Set problem — Copy the listing below line for line without changing anything, and leave the pictures out.
start Materials provided
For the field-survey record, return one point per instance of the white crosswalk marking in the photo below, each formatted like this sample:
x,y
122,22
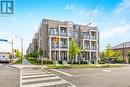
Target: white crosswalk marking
x,y
38,78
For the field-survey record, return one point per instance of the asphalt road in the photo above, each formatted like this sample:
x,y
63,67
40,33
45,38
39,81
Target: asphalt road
x,y
9,76
97,77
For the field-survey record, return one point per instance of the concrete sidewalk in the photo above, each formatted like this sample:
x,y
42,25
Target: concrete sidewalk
x,y
26,66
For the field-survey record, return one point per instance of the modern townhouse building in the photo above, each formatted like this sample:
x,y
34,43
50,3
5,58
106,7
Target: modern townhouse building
x,y
33,45
124,48
87,37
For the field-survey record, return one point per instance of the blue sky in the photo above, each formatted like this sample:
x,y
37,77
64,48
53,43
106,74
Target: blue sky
x,y
111,17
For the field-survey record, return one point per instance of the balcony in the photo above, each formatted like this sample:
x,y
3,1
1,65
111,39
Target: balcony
x,y
63,33
54,33
54,45
93,37
87,47
85,35
93,47
63,45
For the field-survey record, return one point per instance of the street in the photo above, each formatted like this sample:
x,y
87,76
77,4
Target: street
x,y
82,77
9,76
97,77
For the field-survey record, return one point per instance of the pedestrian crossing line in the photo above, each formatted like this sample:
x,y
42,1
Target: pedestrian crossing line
x,y
46,84
33,78
24,77
34,73
39,79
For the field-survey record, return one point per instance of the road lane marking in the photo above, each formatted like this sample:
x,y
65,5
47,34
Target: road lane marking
x,y
24,77
43,81
40,79
106,70
67,74
46,84
33,73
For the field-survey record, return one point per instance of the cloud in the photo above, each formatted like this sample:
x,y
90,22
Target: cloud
x,y
123,6
115,31
69,7
81,11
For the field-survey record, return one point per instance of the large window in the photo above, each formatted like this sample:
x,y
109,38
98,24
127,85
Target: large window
x,y
54,31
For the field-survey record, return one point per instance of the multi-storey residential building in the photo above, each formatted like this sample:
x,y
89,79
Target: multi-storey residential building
x,y
124,48
34,45
87,37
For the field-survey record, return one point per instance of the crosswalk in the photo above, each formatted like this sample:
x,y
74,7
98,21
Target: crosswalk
x,y
41,78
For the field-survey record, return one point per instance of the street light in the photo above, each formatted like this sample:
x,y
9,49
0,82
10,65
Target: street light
x,y
80,39
9,43
21,46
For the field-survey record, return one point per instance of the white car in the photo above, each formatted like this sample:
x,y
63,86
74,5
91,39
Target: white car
x,y
4,60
end Materials provided
Task result —
For the field-survey record, return one point per instance of the white crosswalk marking in the photo below, each formatted like this sample:
x,y
122,22
Target: white crosswalk marking
x,y
38,78
For the field-survey record, return one point per instance of the asphalt road in the photo above, each formatted like this sample:
x,y
63,67
40,33
45,38
39,81
Target: asphalt road
x,y
9,76
97,77
For the field-survey record, return one point per instance of the concrete sidewalk in the photo above, each formatted like this sample:
x,y
42,25
Target: concrete sidewalk
x,y
26,66
For the field-survey record, return one point per instance of the modern townhouse building in the photo above, each formatted like this sample:
x,y
34,43
50,3
5,58
106,7
Target: modern townhouse building
x,y
33,45
124,48
87,37
For the field-survey record, return one point per instance of the blue sky in the photo above, each formatted like this sample:
x,y
37,77
64,48
53,43
106,74
Target: blue sky
x,y
111,17
For the field-survey record, return one point per instance of the balcony in the photo above, each formatted like this sample:
x,y
3,1
1,65
111,39
Target: balcony
x,y
63,33
54,33
54,45
93,37
87,47
85,35
93,47
63,45
For the field-survey record, return one point per instance of the street in the photo above, each formatted like this sample:
x,y
87,76
77,4
Target: street
x,y
82,77
9,76
97,77
For the field-survey record, return one point per instance of the pedestrian crossing line in the photo above, each formatted like this sample:
x,y
42,1
Target: pedestrian crossing line
x,y
46,84
33,78
24,77
34,73
39,79
For the field-survey record, return one point per instance of the road lane marking in the photo above, each formatted like this sample:
x,y
65,5
47,34
Target: road lane marking
x,y
24,77
43,81
40,79
106,70
67,74
46,84
33,73
For the field-survey record, return one point per instance of the cloud in the photo above, each formatted like this sample:
x,y
90,22
Target: cloud
x,y
123,6
115,31
69,7
81,11
For the field-survey record, return one point per instance of the large window in the photo above, each formatted like this sample:
x,y
109,38
98,24
127,85
Target: large window
x,y
54,31
For the field-survey record, return one point per instance of the multi-storey residential building in the photo above, each formatted like this sample:
x,y
89,79
Target: multi-storey residential building
x,y
124,48
34,45
87,37
For the field-survey record, return one point per instance of the crosswalk in the photo above, each formatted like this sample:
x,y
74,7
98,21
Target: crosswalk
x,y
41,78
For the field-survey record, return one point per instance of the street light in the photo above, each formatted like this sample:
x,y
9,49
0,82
10,65
Target: street light
x,y
80,39
9,43
21,46
For the field-survey record, return one point per instance of the white car in the photo above, each formatted like this sample:
x,y
63,86
74,5
91,39
Target: white car
x,y
4,60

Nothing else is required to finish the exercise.